DOCUMENT EXTRACT:

-- -- --

In A Back-And-Forth Battle, An Iraqi Town Splits On Ethnic Lines

November 16, 2014

The mixed Arab and Kurdish city of Zumar in northern Iraq is a window into the fierce battles for territory between the Kurds and the Sunni extremist group known as the Islamic State, or ISIS.

The mountainous landscape is pockmarked with destruction. ISIS took control of the area in August and held it until late October. Then Kurdish forces, with the help of U.S.-led airstrikes, forced the militants back.

And while the so-called Islamic State is gone now, the dispute over this land, rich with oil, is far from over. Kurds and Arabs have claimed the same territory for decades. And now Kurds appear to be staking their claim to all of it.

It’s a microcosm of a country fracturing along ethnic and sectarian lines while ISIS preys on historic enmities between tribes, ethnicities and sect to advance its own cause.

In some parts of Iraq, Arabs are forcibly displacing Kurds; in others, Shiite Muslims are displacing Sunni Muslims or vice versa.

On the road to Zumar that reality comes into sharp focus. For nearly a mile we drive by mounds of knee-high rubble. The Arab village of Barzan is gone; not a single house is standing.

Two young Kurdish soldiers, or peshmerga, riding with us claim that when ISIS invaded, the Arabs celebrated. The soldiers say the Arab villagers accused the Kurds of being occupiers and thanked the Sunni extremists for liberating them.

During the fight against ISIS here, U.S.-led airstrikes reduced some of the homes to rubble. The peshmerga blew up the ones left standing.

-- -- --

[Spatial localization data]
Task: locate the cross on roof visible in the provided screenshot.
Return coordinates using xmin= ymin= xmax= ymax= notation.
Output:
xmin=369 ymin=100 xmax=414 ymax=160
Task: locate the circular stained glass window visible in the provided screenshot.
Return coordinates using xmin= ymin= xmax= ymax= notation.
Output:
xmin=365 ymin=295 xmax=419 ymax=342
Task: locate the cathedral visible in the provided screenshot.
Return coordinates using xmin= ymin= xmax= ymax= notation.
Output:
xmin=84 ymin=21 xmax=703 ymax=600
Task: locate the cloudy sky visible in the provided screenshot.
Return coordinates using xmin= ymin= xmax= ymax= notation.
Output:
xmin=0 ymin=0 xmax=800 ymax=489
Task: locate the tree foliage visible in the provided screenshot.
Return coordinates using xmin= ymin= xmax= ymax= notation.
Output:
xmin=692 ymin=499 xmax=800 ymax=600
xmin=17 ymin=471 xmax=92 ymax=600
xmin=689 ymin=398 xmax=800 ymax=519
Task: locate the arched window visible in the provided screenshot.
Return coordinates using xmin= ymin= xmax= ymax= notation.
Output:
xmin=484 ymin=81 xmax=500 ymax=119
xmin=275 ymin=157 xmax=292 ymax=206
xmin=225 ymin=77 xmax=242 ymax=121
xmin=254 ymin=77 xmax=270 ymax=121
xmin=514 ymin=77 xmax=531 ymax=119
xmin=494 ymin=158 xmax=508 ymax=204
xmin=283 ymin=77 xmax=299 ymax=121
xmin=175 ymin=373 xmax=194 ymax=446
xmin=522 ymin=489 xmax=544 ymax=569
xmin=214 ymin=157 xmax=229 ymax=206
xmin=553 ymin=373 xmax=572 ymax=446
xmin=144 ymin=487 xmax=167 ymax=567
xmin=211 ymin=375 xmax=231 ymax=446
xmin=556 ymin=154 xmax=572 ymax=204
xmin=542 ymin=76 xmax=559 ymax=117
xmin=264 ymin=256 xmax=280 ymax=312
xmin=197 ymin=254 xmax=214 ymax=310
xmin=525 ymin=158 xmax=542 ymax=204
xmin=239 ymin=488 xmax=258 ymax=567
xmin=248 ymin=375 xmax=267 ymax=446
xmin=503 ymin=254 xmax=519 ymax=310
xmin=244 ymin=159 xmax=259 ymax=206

-- -- --

TASK:
Revise the passage of the report on Zumar between "The mixed Arab" and "to all of it.", inclusive, replacing "Kurdish forces" with "the peshmerga".

OUTPUT:
The mixed Arab and Kurdish city of Zumar in northern Iraq is a window into the fierce battles for territory between the Kurds and the Sunni extremist group known as the Islamic State, or ISIS.

The mountainous landscape is pockmarked with destruction. ISIS took control of the area in August and held it until late October. Then the peshmerga, with the help of U.S.-led airstrikes, forced the militants back.

And while the so-called Islamic State is gone now, the dispute over this land, rich with oil, is far from over. Kurds and Arabs have claimed the same territory for decades. And now Kurds appear to be staking their claim to all of it.